> _DATA PROVIDED_:
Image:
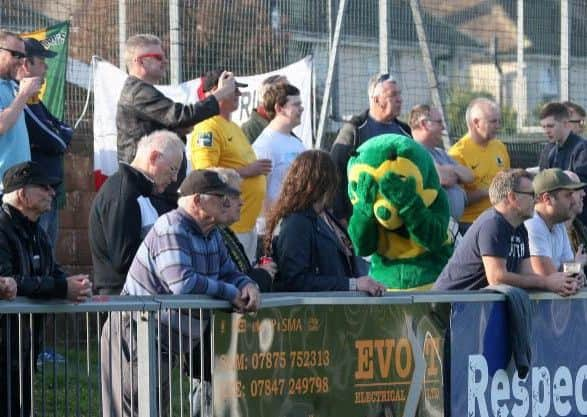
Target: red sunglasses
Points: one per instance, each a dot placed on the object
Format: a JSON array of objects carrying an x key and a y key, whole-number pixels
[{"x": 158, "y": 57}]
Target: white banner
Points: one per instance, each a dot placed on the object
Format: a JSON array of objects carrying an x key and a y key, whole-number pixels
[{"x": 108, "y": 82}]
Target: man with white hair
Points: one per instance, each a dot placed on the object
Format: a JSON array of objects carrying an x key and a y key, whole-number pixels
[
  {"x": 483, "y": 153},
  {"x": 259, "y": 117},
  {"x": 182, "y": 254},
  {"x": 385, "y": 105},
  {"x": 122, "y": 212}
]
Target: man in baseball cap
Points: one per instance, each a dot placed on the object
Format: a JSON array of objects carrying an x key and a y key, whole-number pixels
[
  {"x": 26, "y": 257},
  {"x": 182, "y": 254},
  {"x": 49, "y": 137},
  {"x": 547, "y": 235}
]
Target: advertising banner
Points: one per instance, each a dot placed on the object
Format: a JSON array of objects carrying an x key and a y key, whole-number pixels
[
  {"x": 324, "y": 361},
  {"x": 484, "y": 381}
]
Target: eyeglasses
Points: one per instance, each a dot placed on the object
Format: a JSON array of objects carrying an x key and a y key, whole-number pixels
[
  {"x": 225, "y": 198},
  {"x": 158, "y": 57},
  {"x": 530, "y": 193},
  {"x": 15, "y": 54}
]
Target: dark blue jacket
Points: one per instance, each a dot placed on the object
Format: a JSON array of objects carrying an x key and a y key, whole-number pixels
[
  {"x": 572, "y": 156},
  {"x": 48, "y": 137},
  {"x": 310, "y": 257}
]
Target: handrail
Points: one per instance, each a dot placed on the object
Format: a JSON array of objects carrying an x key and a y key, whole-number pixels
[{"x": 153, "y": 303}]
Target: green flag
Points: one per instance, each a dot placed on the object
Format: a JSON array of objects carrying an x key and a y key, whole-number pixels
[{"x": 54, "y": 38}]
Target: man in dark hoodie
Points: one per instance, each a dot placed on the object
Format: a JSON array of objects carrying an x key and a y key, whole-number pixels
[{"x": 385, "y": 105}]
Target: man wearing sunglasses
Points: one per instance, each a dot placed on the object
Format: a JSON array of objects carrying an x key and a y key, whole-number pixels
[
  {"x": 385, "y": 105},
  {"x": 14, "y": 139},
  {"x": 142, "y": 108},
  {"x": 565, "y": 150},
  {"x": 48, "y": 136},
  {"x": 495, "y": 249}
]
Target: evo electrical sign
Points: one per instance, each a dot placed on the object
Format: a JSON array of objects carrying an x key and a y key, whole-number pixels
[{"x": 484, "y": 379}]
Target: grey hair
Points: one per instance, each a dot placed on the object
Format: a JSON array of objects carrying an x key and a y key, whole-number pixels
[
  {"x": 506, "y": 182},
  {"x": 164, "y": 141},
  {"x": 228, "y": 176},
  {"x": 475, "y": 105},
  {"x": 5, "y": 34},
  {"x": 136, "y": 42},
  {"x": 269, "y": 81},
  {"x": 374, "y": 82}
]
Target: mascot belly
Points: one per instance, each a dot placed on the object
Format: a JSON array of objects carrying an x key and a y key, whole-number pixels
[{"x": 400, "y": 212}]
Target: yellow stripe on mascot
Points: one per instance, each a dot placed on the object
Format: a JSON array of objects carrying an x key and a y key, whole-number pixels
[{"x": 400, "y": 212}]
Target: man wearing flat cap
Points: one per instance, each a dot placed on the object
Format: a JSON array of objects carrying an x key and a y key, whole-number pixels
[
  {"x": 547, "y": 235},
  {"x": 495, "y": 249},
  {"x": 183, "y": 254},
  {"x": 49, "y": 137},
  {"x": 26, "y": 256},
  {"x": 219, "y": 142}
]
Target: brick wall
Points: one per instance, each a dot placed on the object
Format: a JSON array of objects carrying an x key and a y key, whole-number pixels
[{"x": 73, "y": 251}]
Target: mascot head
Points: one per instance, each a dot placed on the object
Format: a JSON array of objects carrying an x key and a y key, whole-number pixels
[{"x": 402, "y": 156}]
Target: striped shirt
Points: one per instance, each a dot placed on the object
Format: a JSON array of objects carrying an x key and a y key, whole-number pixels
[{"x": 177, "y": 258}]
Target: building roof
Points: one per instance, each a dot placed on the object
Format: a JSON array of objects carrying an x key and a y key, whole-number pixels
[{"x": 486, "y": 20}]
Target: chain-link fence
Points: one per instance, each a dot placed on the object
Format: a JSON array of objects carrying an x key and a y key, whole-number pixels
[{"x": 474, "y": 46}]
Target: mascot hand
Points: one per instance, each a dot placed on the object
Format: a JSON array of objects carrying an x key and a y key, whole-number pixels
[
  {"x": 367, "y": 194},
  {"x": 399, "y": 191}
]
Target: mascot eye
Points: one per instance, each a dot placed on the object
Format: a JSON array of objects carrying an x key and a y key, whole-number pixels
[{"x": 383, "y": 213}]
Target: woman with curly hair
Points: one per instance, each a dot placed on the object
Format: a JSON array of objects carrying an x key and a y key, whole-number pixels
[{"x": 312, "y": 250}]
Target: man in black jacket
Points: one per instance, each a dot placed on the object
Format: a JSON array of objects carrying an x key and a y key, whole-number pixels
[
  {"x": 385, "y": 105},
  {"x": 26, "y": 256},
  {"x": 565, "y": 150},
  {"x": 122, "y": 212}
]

> _EXERCISE BRIEF_:
Restate each entry word for word, leaving out any pictures.

> _ANSWER SPACE_:
Image:
Target: red sunglasses
Points: one per instance, each a dot placed on the object
Format: a JSON array of objects carrying an x key and a y key, whole-number pixels
[{"x": 158, "y": 57}]
Target: white banner
Points: one per instance, each a dot placed on the object
Format: a JSON array of objects carrying an x key and a y key, whole-number pixels
[{"x": 108, "y": 82}]
Target: man with white hair
Points: one per instance, each a dot placed on the object
Format: a JSON array of objects carrying an x key and a y key, whole-number pixels
[
  {"x": 483, "y": 153},
  {"x": 259, "y": 117},
  {"x": 182, "y": 254},
  {"x": 385, "y": 105},
  {"x": 122, "y": 212}
]
Target: man in baseball cap
Points: one per instance, each a dot placed on the object
Format: a JSON array of objects carrying an x key and a y key, whole-number pixels
[
  {"x": 26, "y": 257},
  {"x": 182, "y": 254},
  {"x": 49, "y": 137},
  {"x": 547, "y": 235}
]
Target: advertising banner
Points: one per instance, each a dot placed on the object
Format: a JSON array of objects carrying an x key and a y key, whole-number pixels
[
  {"x": 324, "y": 361},
  {"x": 484, "y": 381}
]
Target: eyeglasses
Points: one per instance, each a dot placed on the object
Format: a JSON array of objects carrying an x key and a y key, whole-number pixels
[
  {"x": 225, "y": 198},
  {"x": 158, "y": 57},
  {"x": 530, "y": 193},
  {"x": 15, "y": 54}
]
Target: dark blue jacket
Points: one per instance, each a dot placed on the object
Format: a JSON array of objects carrying an x key and a y key, whole-number pixels
[
  {"x": 572, "y": 156},
  {"x": 48, "y": 137},
  {"x": 310, "y": 257}
]
Target: handrail
Points: one per instance, each a dot placed on the object
Format: a JSON array of objects carrying an x key and a y key, whole-number pixels
[{"x": 153, "y": 303}]
Target: green flag
Points: one per instance, each a dot placed on the object
Format: a JSON array of objects carrying an x key and a y key, whole-number pixels
[{"x": 54, "y": 38}]
Target: man in dark hoodie
Points: one per instance, each a dot placed on the object
Format: a JSON array of objects carrying an x key and a y key, whole-number pixels
[{"x": 385, "y": 105}]
Target: man wearing sunglasses
Points: one per instance, each a dot placed on the object
Format: a JSON array of objects carrying an x key and a y key, whole-number pixels
[
  {"x": 385, "y": 105},
  {"x": 14, "y": 139},
  {"x": 142, "y": 108},
  {"x": 565, "y": 150},
  {"x": 48, "y": 136},
  {"x": 495, "y": 249}
]
Target: evo electrical sign
Points: one per instance, each a dot placed on the object
Format: a JSON array of objects carrying an x key and a y key, whole-number pixels
[{"x": 484, "y": 379}]
Target: grey hair
Points: one per instance, each a dot placed on the object
Format: a JSON array of objects carrying an x key and a y key, whole-number pixels
[
  {"x": 506, "y": 182},
  {"x": 164, "y": 141},
  {"x": 228, "y": 176},
  {"x": 475, "y": 105},
  {"x": 5, "y": 34},
  {"x": 136, "y": 42},
  {"x": 269, "y": 81},
  {"x": 374, "y": 82}
]
Target: mascot belly
Points: one per instance, each a dot placed on the object
Format: a JSON array of objects carrying an x key and a y key, whole-number pixels
[{"x": 400, "y": 212}]
Target: yellow stripe on mascot
Points: one per instance, each a dot placed on the object
Format: a JSON array of objects carrying an x key and a y key, whole-number pixels
[{"x": 400, "y": 212}]
Target: man wearing flat cap
Points: one per instance, each a dot placed on the object
Format: a JSON array of objects carrying an x key and a y key, whole-number pixels
[
  {"x": 547, "y": 235},
  {"x": 495, "y": 249},
  {"x": 183, "y": 254},
  {"x": 49, "y": 137},
  {"x": 26, "y": 256},
  {"x": 219, "y": 142}
]
Target: brick wall
Points: one per instance, each a dot placed on the object
Format: a JSON array of objects carrying an x key and a y key, whole-number pixels
[{"x": 73, "y": 251}]
Target: mascot head
Points: one per instance, each a dot placed on the object
Format: a JSON array of objects carrying an x key and a y key, whole-number pixels
[{"x": 402, "y": 156}]
Target: striped shirt
Points: one per instance, each a dot placed on the object
Format: a JSON array of objects carrying an x key and a y key, whole-number pixels
[{"x": 177, "y": 258}]
Target: building roof
Points: one per instance, each a dot placed on the object
Format: a JSON array of objects carrying an x key and a y key, whole-number pixels
[{"x": 486, "y": 20}]
Target: chain-link fence
Points: one per instance, each a dot placed on the object
Format: a JSON array of objects carrying an x key and a y key, whole-number pixels
[{"x": 474, "y": 46}]
Target: mascot hand
Points: one per instance, each a dot placed on the object
Format: a JSON array of objects carrying an x key and a y key, whole-number pixels
[
  {"x": 367, "y": 194},
  {"x": 399, "y": 191}
]
Target: mascot eye
Points: one per instance, each a dot placed on the object
Format: a JSON array of objects carrying an x key and a y key, whole-number pixels
[{"x": 383, "y": 213}]
Target: woman with curly hair
Points: one per instance, each a dot placed on the object
Format: a JSON array of objects carrying an x key and a y key, whole-number pixels
[{"x": 312, "y": 250}]
Target: man in black jacket
Points: one per instance, each a dot placed on the object
Format: a JSON array of objects carrying an x key and a y key, whole-number pixels
[
  {"x": 385, "y": 105},
  {"x": 26, "y": 256},
  {"x": 565, "y": 150},
  {"x": 122, "y": 212}
]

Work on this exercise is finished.